◆ Passage shown ◆
In case you haven’t heard, we’re living in the sharing economy. From rides, to apartments, to office space, to clothes, we’re sharing anything and everything. But while you’re probably pretty comfortable jumping into an Uber or booking a room on Airbnb, would you be willing to eat dinner at a complete stranger’s house? Or, better yet, invite a stranger to your home for a meal?

That’s the idea behind Meal Sharing, a less than two-year-old Chicago startup that’s bringing dining to the sharing economy. Launched in 2013 out of the Impact Engine, Meal Sharing has served over 10,000 meals through its platform, founder Jay Savsani said. Meal Sharing has facilitated meals in 450 cities across the world, with particularly strong followings in Chicago, Berlin and Madrid.

Meal Sharing works like this: Hosts set up a profile, describe what they’re making, set a price, and indicate the day and time they’re available. Guests find a host they are interested in and send a request for that meal. If the host accepts, the two parties enjoy a meal together, with Meal Sharing taking a 10% cut.

Savsani admitted that most people are nervous to host and attend their first meal share, but just like getting over the fear of renting someone’s apartment or riding in someone’s car, users quickly warm to the experience.

“I think it’s natural with a meal sharing platform for you to get a little nervous,” Savsani said. “You don’t know who’s going. There’s a social risk. But then I see the lightbulb go off in people.

◆ Data excerpt ◆
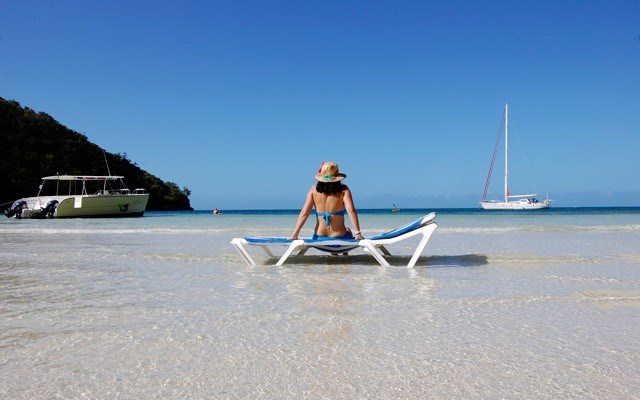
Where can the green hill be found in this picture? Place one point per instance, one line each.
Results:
(33, 145)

◆ Task set ◆
1. In the article on Meal Sharing, why does Savsani say people get nervous before their first meal share? Answer in one to three sentences.
2. Write the next part of the article on Meal Sharing, starting after its final sentence.

◆ Answer set ◆
1. Savsani says it is natural to feel nervous because you don't know who is going, which creates a social risk.

2.
“I go to a lot of meals. People have an understandable fear. But once they go, it’s great. They’re going to meals all the time.”

One of the more frequent Chicago meal sharers is South Side resident Bob Leitelt, who says he’s gone to over 100 meal shares since the startup launched. He’s been to meals with as many as 50 guests, and an intimate as a 1-on-1 dinner. He’s done a meal share on a boat, and while traveling through California. Once, Leitelt even helped a couple he met through Meal Sharing move out of their apartment after it flooded.

“They felt comfortable enough to ask me because we were more than just people who had eaten together a few times,” Leitelt said in an email. “Meal Sharing has introduced me to people from all walks of life and different backgrounds that I probably would not have met otherwise.”

Leitelt said that once the awkwardness of meeting a stranger fades, sharing a meal with someone new is a tremendously rewarding experience.

“Put aside your fears of meeting strangers, and enrich your life through the experience of sharing a meal with someone you don’t yet know,” he advises people who are wary of Meal Sharing. “Because once you break bread with a stranger, they are no longer a stranger, are they?”

Savsani said he’s seen attitudes towards the sharing economy change over time, and people are getting more conformable with the idea of sharing different aspects of their lives.

“Look at Uber Pool in San Francisco, where now it’s not just one person and a ride, it’s one person and they pick someone up along the way,” Savsani said. “People are going through that experience and 3,6,8 months down the road that awkwardness starts to dissipate.”

Chicago has been a particularly good place to launch Meal Sharing, Savsani said, both because of the city’s rich food scene and a Midwestern hospitality that’s more accepting of strangers than cities on the coasts. And it’s those like Leitelt who are using Meal Sharing three and four times a week, and building meaningful relationships from it, that has Savsani excited for Meal Sharing’s future.

“People are turning to Meal Sharing every day, every other day,” he said. “The meal is a conduit to deeper, more meaningful relationship.”